Task instructions
Produce an exact transcription of every entry.
BEGIN
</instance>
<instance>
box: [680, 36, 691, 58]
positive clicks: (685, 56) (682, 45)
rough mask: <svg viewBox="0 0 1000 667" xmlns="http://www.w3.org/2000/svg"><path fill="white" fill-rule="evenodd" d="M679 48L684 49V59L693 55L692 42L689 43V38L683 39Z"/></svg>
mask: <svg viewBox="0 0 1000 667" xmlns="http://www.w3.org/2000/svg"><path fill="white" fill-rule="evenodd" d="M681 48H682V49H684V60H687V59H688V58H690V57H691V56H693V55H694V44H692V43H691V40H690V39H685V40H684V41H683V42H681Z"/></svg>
END
Result of the task
</instance>
<instance>
box: [680, 36, 691, 58]
positive clicks: (685, 56) (682, 45)
rough mask: <svg viewBox="0 0 1000 667" xmlns="http://www.w3.org/2000/svg"><path fill="white" fill-rule="evenodd" d="M679 48L684 49V59L693 55L692 42L689 43V38L683 39Z"/></svg>
mask: <svg viewBox="0 0 1000 667" xmlns="http://www.w3.org/2000/svg"><path fill="white" fill-rule="evenodd" d="M681 48H682V49H684V60H687V59H688V58H690V57H691V56H693V55H694V44H692V43H691V40H690V39H685V40H684V41H683V42H681Z"/></svg>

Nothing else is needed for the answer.